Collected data

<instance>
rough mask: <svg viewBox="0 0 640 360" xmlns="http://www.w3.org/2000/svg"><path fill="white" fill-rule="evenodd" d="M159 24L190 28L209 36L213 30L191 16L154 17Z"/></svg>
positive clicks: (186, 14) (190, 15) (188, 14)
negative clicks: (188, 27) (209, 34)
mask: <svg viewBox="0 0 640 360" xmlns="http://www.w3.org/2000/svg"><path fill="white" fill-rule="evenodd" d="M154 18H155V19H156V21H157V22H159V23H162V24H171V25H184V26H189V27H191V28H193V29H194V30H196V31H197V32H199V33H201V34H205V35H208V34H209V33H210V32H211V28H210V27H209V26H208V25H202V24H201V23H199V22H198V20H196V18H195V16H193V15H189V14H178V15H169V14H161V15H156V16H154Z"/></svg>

__What the exercise asks__
The response must be an exact reproduction of all the entries.

__Answer to the problem__
<instance>
rough mask: <svg viewBox="0 0 640 360" xmlns="http://www.w3.org/2000/svg"><path fill="white" fill-rule="evenodd" d="M159 24L190 28L209 36L213 30L191 16L154 17Z"/></svg>
positive clicks: (186, 14) (190, 15) (188, 14)
negative clicks: (188, 27) (209, 34)
mask: <svg viewBox="0 0 640 360" xmlns="http://www.w3.org/2000/svg"><path fill="white" fill-rule="evenodd" d="M154 18H155V19H156V21H157V22H159V23H162V24H171V25H184V26H189V27H191V28H193V29H194V30H196V31H197V32H199V33H201V34H205V35H208V34H209V33H210V32H211V28H210V27H209V26H208V25H202V24H201V23H199V22H198V20H196V18H195V16H193V15H189V14H178V15H169V14H161V15H156V16H154Z"/></svg>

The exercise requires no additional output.